[Region labeling entries]
----
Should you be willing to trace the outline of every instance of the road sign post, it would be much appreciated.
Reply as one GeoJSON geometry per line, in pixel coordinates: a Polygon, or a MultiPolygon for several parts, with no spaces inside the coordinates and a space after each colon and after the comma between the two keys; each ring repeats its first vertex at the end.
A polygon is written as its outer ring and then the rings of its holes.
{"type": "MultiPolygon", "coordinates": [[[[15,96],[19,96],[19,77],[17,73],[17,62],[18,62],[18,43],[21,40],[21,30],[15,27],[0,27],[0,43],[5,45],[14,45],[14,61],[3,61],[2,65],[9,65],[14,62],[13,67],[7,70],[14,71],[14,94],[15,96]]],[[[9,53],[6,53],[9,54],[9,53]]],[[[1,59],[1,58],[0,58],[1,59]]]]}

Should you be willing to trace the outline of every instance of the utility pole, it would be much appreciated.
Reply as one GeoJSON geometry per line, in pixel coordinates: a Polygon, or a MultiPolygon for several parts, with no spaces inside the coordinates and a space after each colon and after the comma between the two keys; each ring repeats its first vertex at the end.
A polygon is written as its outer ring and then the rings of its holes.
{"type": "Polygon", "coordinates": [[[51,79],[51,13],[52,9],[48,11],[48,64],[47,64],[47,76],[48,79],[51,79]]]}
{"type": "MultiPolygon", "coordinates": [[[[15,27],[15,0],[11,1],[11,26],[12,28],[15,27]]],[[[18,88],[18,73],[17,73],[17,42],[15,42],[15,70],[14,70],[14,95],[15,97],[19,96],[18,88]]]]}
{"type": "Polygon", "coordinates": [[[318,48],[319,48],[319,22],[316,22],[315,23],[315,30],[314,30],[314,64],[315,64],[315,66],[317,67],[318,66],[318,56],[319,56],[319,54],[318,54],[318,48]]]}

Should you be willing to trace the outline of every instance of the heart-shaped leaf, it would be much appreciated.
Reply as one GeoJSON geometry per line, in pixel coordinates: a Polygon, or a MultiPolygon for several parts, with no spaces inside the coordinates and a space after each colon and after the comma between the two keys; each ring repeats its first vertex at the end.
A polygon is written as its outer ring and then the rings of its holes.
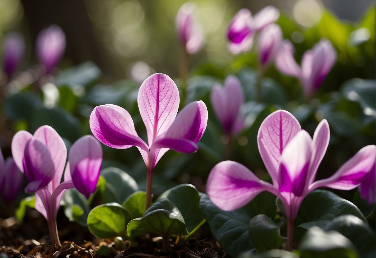
{"type": "Polygon", "coordinates": [[[88,216],[88,227],[91,234],[99,238],[125,237],[127,224],[130,220],[130,213],[120,205],[106,203],[91,210],[88,216]]]}
{"type": "Polygon", "coordinates": [[[185,226],[190,232],[204,219],[200,211],[200,195],[192,185],[177,185],[161,194],[158,200],[165,199],[172,202],[184,218],[185,226]]]}
{"type": "Polygon", "coordinates": [[[249,238],[258,253],[279,248],[285,240],[276,223],[264,214],[253,217],[248,229],[249,238]]]}
{"type": "Polygon", "coordinates": [[[200,200],[200,209],[215,240],[230,255],[236,257],[253,248],[248,233],[251,219],[261,213],[270,218],[275,216],[275,199],[271,194],[262,193],[243,208],[224,211],[203,194],[200,200]]]}
{"type": "Polygon", "coordinates": [[[127,231],[131,237],[147,234],[163,237],[188,234],[182,214],[173,203],[166,199],[160,200],[150,206],[142,218],[129,222],[127,231]]]}

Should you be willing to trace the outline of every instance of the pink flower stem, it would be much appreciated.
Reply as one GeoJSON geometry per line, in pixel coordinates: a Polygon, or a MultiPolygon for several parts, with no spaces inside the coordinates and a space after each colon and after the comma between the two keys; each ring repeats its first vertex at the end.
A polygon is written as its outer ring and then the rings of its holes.
{"type": "Polygon", "coordinates": [[[50,235],[51,237],[51,241],[53,246],[57,247],[61,247],[60,240],[59,239],[59,235],[58,234],[58,226],[56,222],[56,218],[49,220],[47,221],[48,223],[48,228],[50,231],[50,235]]]}
{"type": "Polygon", "coordinates": [[[145,209],[150,207],[153,197],[153,169],[147,168],[146,175],[146,206],[145,209]]]}

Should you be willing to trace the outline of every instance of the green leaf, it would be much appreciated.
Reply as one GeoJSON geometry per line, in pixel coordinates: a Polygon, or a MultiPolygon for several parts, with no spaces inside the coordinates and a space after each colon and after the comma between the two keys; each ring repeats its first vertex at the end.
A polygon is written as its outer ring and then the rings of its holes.
{"type": "Polygon", "coordinates": [[[56,77],[55,83],[58,87],[69,85],[73,87],[77,85],[86,87],[95,82],[101,74],[97,65],[87,61],[63,71],[56,77]]]}
{"type": "Polygon", "coordinates": [[[199,206],[200,195],[196,188],[185,184],[177,185],[161,194],[157,200],[167,199],[174,203],[184,218],[189,232],[204,219],[199,206]]]}
{"type": "Polygon", "coordinates": [[[132,237],[152,233],[163,237],[188,234],[182,214],[173,203],[166,199],[160,200],[150,206],[142,218],[129,222],[127,232],[132,237]]]}
{"type": "Polygon", "coordinates": [[[75,188],[68,189],[62,198],[64,213],[70,221],[86,226],[90,208],[86,197],[75,188]]]}
{"type": "Polygon", "coordinates": [[[123,203],[128,196],[139,190],[133,178],[120,168],[108,167],[100,174],[106,179],[105,190],[102,194],[106,202],[123,203]]]}
{"type": "Polygon", "coordinates": [[[249,238],[258,253],[280,247],[284,241],[279,228],[264,214],[256,215],[249,222],[249,238]]]}
{"type": "Polygon", "coordinates": [[[127,224],[130,220],[130,213],[120,205],[106,203],[91,210],[88,216],[88,227],[99,238],[125,237],[127,224]]]}
{"type": "Polygon", "coordinates": [[[124,201],[123,206],[129,211],[132,219],[142,217],[146,205],[146,193],[139,191],[134,193],[124,201]]]}
{"type": "Polygon", "coordinates": [[[265,192],[242,208],[224,211],[203,194],[200,200],[200,209],[215,239],[230,256],[236,257],[253,248],[248,233],[251,219],[261,213],[270,218],[275,217],[275,199],[274,195],[265,192]]]}
{"type": "Polygon", "coordinates": [[[318,227],[309,229],[298,247],[305,258],[358,257],[349,239],[337,231],[326,232],[318,227]]]}
{"type": "Polygon", "coordinates": [[[298,258],[299,257],[293,252],[280,249],[274,249],[256,255],[247,252],[240,255],[239,258],[298,258]]]}
{"type": "Polygon", "coordinates": [[[33,209],[35,208],[35,196],[29,196],[24,198],[20,202],[18,208],[14,212],[15,216],[17,220],[22,222],[26,214],[26,207],[29,207],[33,209]]]}
{"type": "Polygon", "coordinates": [[[374,253],[374,234],[365,222],[353,215],[342,215],[336,218],[324,229],[327,231],[336,230],[349,238],[361,255],[374,253]]]}

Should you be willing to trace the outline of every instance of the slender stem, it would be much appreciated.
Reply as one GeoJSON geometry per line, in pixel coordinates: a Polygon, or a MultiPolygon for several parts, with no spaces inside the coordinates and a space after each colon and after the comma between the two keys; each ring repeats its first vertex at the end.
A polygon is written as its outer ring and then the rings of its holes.
{"type": "Polygon", "coordinates": [[[287,243],[286,250],[290,251],[293,250],[294,246],[294,220],[287,219],[287,243]]]}
{"type": "Polygon", "coordinates": [[[147,168],[146,175],[146,206],[145,209],[150,207],[153,197],[153,169],[147,168]]]}
{"type": "Polygon", "coordinates": [[[47,221],[48,223],[48,228],[50,231],[51,241],[53,246],[58,247],[61,247],[60,240],[59,239],[58,234],[58,226],[56,223],[56,218],[47,221]]]}

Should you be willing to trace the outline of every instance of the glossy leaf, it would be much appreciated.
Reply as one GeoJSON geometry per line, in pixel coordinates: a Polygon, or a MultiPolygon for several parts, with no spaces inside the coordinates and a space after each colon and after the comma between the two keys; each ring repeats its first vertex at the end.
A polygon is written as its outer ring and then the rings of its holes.
{"type": "Polygon", "coordinates": [[[224,211],[215,206],[206,194],[200,200],[200,209],[208,222],[214,238],[232,257],[254,246],[248,233],[248,224],[260,214],[274,218],[276,213],[275,197],[262,193],[244,207],[232,211],[224,211]]]}
{"type": "Polygon", "coordinates": [[[131,220],[127,232],[131,237],[147,234],[163,237],[171,234],[188,234],[182,214],[173,203],[166,199],[160,200],[150,206],[142,218],[131,220]]]}
{"type": "Polygon", "coordinates": [[[183,184],[169,189],[157,200],[167,199],[173,202],[184,219],[185,226],[190,232],[203,219],[200,211],[200,196],[196,188],[189,184],[183,184]]]}
{"type": "Polygon", "coordinates": [[[126,235],[127,224],[131,215],[126,209],[115,203],[97,206],[88,216],[88,227],[97,237],[107,238],[126,235]]]}
{"type": "Polygon", "coordinates": [[[278,225],[264,214],[253,217],[249,222],[248,230],[249,238],[258,253],[279,248],[285,241],[278,225]]]}

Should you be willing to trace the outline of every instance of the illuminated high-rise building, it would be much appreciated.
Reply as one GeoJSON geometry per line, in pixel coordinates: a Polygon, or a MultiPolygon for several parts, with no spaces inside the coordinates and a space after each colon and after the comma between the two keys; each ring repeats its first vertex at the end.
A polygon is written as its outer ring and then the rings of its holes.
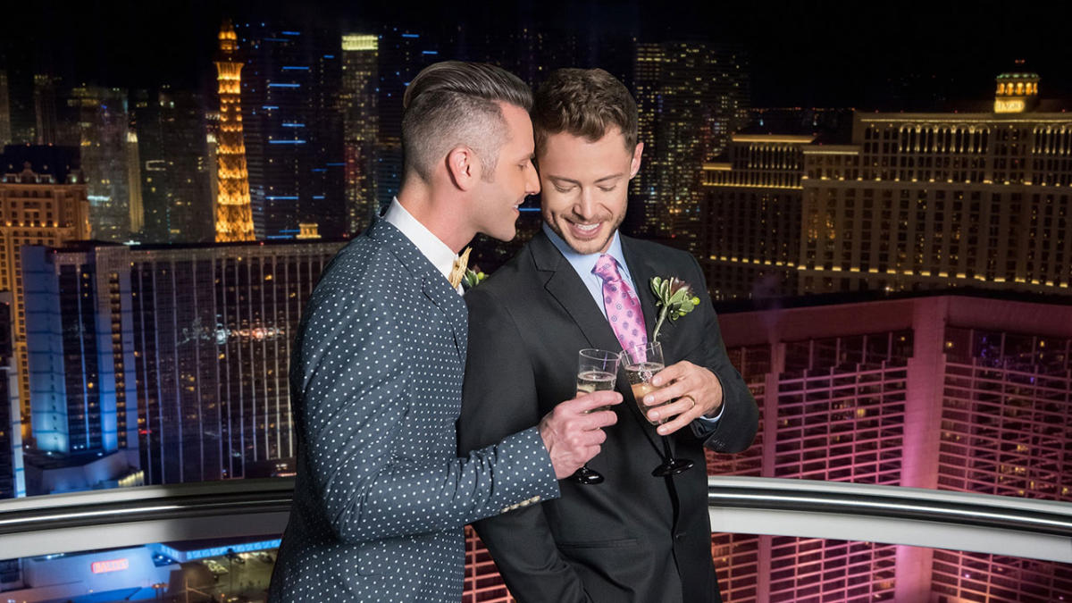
----
THE PROBLEM: Gather every line from the region labeling entries that contains the word "leaf", matching case exactly, and copy each one out.

WRITTEN REPLY:
Should you be willing to trace the outline of every instance of the heart-shaped leaf, it would be much appreciated.
Should you be willing to trace the outline of every instance of the green leaf, it would be much appreciated.
Should you be willing to trace the outline of every instance of the glossy leaf, it would be much appreciated.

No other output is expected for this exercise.